Exercise: Look through the listing and locate every line containing the word "tiled"; copy those lines.

Exercise material:

---

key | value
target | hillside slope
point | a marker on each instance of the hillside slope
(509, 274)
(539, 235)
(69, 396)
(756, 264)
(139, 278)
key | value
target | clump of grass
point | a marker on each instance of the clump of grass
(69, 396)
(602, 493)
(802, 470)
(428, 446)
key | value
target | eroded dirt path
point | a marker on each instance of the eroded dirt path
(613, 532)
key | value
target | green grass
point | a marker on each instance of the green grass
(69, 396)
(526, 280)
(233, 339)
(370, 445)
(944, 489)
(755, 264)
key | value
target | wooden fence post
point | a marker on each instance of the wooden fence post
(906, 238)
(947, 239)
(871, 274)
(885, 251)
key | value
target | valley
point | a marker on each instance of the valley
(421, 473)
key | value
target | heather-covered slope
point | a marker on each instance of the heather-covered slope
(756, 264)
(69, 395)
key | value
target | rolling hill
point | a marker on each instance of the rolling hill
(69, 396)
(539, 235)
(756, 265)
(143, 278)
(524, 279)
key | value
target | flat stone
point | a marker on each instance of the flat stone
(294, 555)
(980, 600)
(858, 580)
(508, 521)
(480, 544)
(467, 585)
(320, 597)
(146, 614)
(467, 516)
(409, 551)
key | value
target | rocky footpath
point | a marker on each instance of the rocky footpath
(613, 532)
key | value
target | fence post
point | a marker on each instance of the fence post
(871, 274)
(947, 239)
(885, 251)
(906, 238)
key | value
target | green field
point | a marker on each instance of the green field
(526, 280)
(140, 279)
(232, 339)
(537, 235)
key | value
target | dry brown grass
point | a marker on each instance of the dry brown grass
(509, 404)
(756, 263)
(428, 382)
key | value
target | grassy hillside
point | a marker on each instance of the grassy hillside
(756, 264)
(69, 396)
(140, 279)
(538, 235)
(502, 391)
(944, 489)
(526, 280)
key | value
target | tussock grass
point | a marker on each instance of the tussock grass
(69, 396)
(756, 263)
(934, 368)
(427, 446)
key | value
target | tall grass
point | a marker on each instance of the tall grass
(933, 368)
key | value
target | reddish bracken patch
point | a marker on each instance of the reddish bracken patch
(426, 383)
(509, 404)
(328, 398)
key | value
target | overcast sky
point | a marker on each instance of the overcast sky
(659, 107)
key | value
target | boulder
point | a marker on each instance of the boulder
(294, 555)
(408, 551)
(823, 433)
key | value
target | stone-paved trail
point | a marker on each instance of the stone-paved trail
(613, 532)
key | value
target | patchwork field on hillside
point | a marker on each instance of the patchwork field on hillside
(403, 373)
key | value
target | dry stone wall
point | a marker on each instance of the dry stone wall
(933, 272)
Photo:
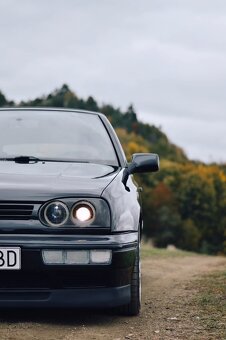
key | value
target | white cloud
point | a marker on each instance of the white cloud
(167, 57)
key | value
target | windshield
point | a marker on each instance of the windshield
(55, 135)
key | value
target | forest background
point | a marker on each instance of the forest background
(184, 204)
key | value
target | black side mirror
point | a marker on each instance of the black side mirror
(144, 162)
(141, 162)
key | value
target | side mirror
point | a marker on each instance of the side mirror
(144, 162)
(141, 162)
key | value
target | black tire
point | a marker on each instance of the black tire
(133, 308)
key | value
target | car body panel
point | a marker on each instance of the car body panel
(40, 285)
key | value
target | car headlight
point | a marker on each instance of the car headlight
(83, 213)
(55, 214)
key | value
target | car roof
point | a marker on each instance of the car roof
(50, 109)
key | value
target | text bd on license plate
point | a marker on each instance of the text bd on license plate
(10, 258)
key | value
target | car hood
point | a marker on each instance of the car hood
(49, 180)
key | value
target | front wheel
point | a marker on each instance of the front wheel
(133, 308)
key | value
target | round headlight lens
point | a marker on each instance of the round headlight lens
(56, 214)
(83, 213)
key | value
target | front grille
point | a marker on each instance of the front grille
(15, 211)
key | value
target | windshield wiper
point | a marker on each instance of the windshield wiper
(22, 159)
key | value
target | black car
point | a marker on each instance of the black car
(70, 218)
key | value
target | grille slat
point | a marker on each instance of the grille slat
(15, 211)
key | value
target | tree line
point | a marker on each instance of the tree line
(184, 204)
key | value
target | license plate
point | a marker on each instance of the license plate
(10, 258)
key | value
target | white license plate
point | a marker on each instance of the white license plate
(10, 258)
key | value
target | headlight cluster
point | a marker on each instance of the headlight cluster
(57, 214)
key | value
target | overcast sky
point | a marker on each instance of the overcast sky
(167, 57)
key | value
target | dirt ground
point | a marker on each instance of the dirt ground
(168, 310)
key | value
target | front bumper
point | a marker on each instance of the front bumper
(37, 284)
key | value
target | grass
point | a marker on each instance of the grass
(149, 251)
(211, 302)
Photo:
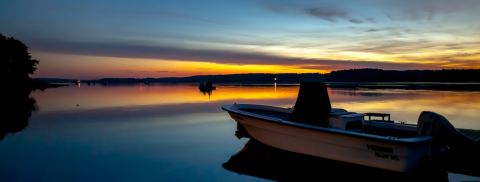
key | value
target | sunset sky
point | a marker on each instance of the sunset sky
(118, 38)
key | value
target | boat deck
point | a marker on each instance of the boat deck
(273, 114)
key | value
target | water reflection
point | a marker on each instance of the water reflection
(17, 109)
(208, 91)
(259, 160)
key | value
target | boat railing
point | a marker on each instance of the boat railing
(382, 115)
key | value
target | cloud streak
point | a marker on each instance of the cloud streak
(222, 56)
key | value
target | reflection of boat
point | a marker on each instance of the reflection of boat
(260, 160)
(206, 86)
(315, 129)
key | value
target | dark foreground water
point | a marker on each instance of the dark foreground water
(175, 132)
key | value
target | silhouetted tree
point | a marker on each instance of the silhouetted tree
(16, 61)
(16, 64)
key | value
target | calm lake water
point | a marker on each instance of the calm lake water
(175, 132)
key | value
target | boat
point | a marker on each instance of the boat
(259, 160)
(313, 128)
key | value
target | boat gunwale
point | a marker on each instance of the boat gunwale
(415, 140)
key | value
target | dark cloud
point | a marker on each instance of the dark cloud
(327, 13)
(129, 71)
(370, 19)
(231, 57)
(356, 21)
(407, 47)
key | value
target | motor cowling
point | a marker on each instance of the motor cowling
(437, 126)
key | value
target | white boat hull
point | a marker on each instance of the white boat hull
(358, 148)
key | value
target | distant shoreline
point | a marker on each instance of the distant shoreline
(352, 75)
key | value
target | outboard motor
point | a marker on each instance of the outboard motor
(462, 150)
(433, 124)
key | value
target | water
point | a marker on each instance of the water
(175, 132)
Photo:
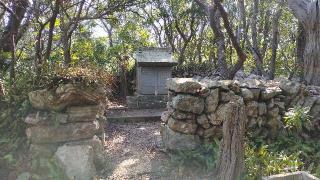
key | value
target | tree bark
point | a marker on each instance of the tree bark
(275, 42)
(17, 14)
(301, 43)
(255, 45)
(308, 14)
(231, 162)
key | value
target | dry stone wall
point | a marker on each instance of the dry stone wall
(197, 109)
(62, 131)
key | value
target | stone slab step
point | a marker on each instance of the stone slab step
(133, 115)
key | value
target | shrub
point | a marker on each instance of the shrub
(205, 156)
(296, 119)
(263, 161)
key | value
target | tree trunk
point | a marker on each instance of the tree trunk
(255, 45)
(214, 17)
(301, 43)
(231, 163)
(308, 14)
(275, 42)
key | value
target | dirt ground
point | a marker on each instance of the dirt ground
(135, 151)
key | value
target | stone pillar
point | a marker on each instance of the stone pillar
(62, 131)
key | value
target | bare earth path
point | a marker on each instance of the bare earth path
(134, 152)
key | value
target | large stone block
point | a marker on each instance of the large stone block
(83, 113)
(270, 92)
(182, 126)
(203, 121)
(221, 114)
(212, 101)
(176, 141)
(62, 133)
(184, 85)
(77, 161)
(290, 87)
(188, 103)
(66, 95)
(252, 109)
(182, 115)
(247, 94)
(100, 156)
(44, 118)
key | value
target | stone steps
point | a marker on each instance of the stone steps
(133, 115)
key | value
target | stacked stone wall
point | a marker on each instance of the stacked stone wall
(62, 131)
(197, 109)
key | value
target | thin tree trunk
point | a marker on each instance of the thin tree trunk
(308, 14)
(275, 42)
(51, 29)
(255, 44)
(13, 61)
(301, 43)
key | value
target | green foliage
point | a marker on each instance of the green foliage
(297, 118)
(204, 68)
(264, 161)
(205, 156)
(87, 74)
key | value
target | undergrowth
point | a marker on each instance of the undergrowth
(204, 157)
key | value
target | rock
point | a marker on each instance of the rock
(262, 109)
(252, 84)
(176, 141)
(42, 150)
(221, 114)
(183, 127)
(188, 103)
(235, 87)
(65, 95)
(182, 115)
(211, 84)
(43, 118)
(184, 85)
(24, 176)
(270, 92)
(274, 124)
(315, 111)
(203, 121)
(252, 109)
(62, 133)
(280, 104)
(226, 96)
(270, 103)
(310, 101)
(76, 161)
(290, 87)
(247, 94)
(274, 112)
(212, 101)
(166, 115)
(213, 132)
(100, 156)
(256, 93)
(83, 113)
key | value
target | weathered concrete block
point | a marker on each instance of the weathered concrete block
(76, 161)
(62, 133)
(184, 85)
(181, 126)
(188, 103)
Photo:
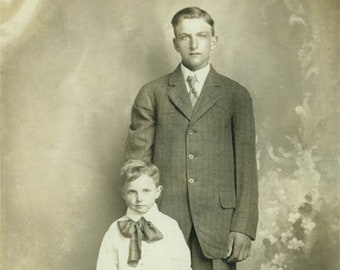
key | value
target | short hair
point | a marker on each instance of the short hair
(192, 13)
(134, 168)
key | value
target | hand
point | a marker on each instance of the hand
(238, 247)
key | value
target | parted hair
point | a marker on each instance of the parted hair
(134, 168)
(192, 13)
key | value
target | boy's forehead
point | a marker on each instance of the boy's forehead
(142, 180)
(192, 24)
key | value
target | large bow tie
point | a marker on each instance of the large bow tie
(138, 231)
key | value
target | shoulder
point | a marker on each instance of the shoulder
(150, 90)
(238, 91)
(113, 229)
(156, 84)
(167, 220)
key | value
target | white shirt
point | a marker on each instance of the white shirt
(169, 253)
(201, 75)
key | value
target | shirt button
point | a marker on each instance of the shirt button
(191, 180)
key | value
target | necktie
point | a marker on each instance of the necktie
(192, 80)
(138, 231)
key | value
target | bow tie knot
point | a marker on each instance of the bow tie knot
(138, 231)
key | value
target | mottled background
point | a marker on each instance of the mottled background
(70, 72)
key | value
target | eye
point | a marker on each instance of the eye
(202, 35)
(183, 37)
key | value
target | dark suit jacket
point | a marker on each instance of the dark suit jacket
(206, 156)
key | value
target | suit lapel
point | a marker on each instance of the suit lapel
(209, 96)
(178, 94)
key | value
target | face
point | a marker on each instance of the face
(140, 195)
(194, 42)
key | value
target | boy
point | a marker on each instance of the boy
(144, 238)
(198, 127)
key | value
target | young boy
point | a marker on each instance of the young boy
(144, 238)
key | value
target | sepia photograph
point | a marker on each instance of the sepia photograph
(170, 135)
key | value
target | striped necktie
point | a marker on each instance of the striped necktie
(192, 80)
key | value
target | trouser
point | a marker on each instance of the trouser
(199, 262)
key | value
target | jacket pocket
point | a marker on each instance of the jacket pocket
(227, 199)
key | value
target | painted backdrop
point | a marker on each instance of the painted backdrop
(70, 72)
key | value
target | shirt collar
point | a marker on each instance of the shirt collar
(201, 74)
(150, 215)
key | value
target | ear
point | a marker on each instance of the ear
(174, 40)
(159, 191)
(214, 41)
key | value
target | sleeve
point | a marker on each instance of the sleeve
(108, 255)
(181, 256)
(245, 216)
(140, 137)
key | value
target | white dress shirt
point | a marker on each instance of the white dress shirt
(201, 75)
(169, 253)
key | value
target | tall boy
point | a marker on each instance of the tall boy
(197, 126)
(143, 239)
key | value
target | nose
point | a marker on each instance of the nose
(193, 43)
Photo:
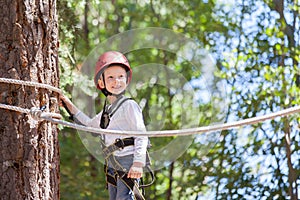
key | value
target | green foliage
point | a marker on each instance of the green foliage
(257, 54)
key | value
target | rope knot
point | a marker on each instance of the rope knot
(36, 113)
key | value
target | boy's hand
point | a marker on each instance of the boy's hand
(67, 104)
(136, 170)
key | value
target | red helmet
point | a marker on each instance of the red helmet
(107, 59)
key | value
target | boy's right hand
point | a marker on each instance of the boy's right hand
(68, 105)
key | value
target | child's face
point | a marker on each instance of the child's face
(115, 79)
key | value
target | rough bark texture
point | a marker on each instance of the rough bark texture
(28, 51)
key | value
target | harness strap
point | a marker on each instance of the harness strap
(121, 172)
(118, 145)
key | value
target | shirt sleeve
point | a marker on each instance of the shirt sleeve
(136, 122)
(83, 119)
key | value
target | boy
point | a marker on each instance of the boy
(125, 163)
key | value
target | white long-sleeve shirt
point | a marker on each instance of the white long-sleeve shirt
(128, 117)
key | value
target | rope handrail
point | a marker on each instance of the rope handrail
(31, 84)
(164, 133)
(56, 118)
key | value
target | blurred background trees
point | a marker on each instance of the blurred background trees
(256, 48)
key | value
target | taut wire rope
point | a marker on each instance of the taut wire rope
(54, 118)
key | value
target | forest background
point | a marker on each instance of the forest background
(255, 45)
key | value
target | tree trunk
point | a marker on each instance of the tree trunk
(29, 152)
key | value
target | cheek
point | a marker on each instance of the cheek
(100, 83)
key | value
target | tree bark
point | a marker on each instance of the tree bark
(28, 51)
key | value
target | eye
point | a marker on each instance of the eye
(110, 78)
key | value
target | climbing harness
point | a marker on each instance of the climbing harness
(109, 111)
(120, 172)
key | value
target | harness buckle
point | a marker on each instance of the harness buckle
(120, 143)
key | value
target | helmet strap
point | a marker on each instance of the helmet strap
(107, 93)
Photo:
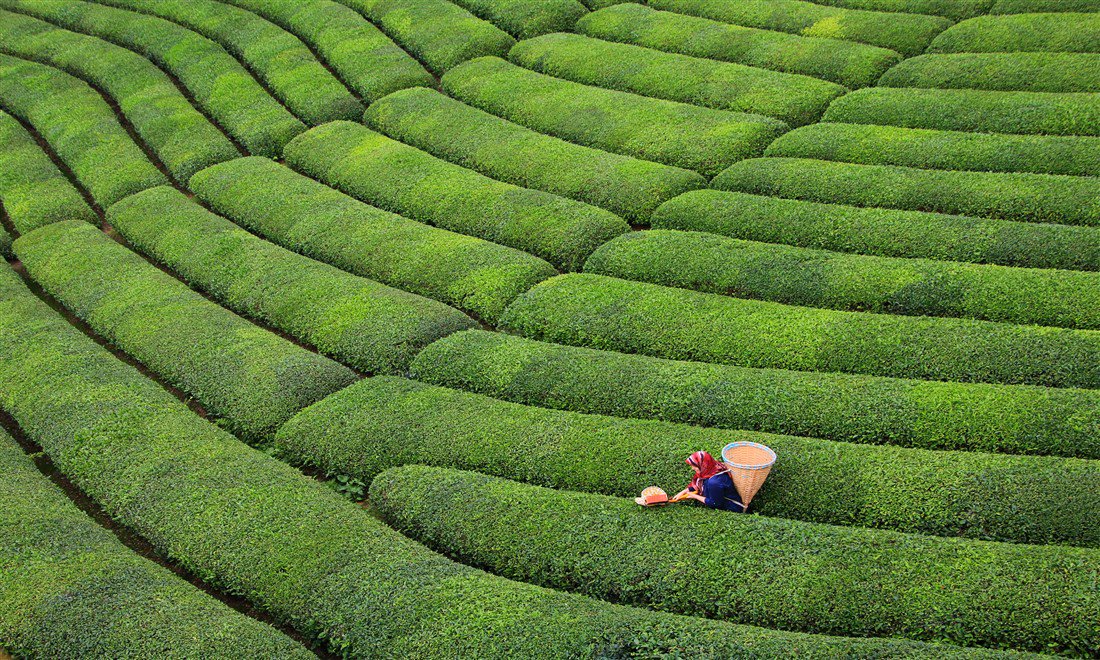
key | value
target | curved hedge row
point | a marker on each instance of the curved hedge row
(906, 33)
(1011, 196)
(79, 127)
(787, 574)
(1063, 32)
(721, 85)
(604, 312)
(439, 33)
(869, 409)
(976, 110)
(219, 85)
(182, 138)
(301, 215)
(406, 180)
(845, 63)
(274, 55)
(363, 57)
(72, 590)
(33, 190)
(678, 134)
(384, 422)
(999, 72)
(836, 281)
(359, 321)
(250, 377)
(508, 152)
(336, 573)
(941, 150)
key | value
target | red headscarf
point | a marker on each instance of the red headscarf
(707, 468)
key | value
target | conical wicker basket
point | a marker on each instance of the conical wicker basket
(749, 464)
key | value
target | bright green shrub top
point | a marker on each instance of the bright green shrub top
(33, 190)
(406, 180)
(678, 134)
(845, 63)
(301, 215)
(79, 127)
(721, 85)
(906, 33)
(383, 422)
(246, 375)
(508, 152)
(926, 414)
(789, 574)
(72, 590)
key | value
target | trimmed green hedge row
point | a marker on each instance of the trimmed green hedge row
(406, 180)
(999, 72)
(182, 138)
(508, 152)
(787, 574)
(721, 85)
(836, 281)
(274, 55)
(941, 150)
(868, 409)
(384, 421)
(1010, 196)
(906, 33)
(363, 57)
(79, 127)
(1030, 32)
(257, 528)
(845, 63)
(678, 134)
(33, 190)
(72, 590)
(219, 85)
(617, 315)
(361, 322)
(975, 110)
(301, 215)
(250, 377)
(439, 33)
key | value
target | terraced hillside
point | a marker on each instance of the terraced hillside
(351, 328)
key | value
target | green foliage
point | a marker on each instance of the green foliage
(404, 179)
(72, 590)
(942, 150)
(882, 232)
(260, 529)
(1049, 32)
(721, 85)
(678, 134)
(976, 110)
(384, 422)
(301, 215)
(366, 325)
(439, 33)
(253, 378)
(219, 85)
(999, 72)
(363, 57)
(1009, 196)
(79, 127)
(849, 64)
(33, 191)
(836, 281)
(905, 33)
(792, 575)
(508, 152)
(867, 409)
(275, 56)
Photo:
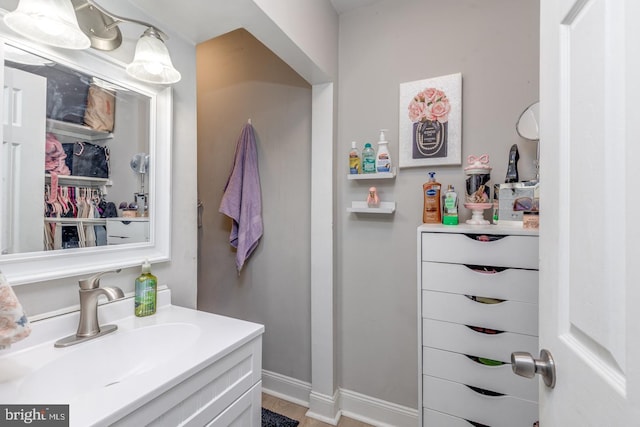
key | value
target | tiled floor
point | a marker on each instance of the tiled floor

---

Solution to this problem:
target | tiled floor
point | a marker on each instance of the tiled floor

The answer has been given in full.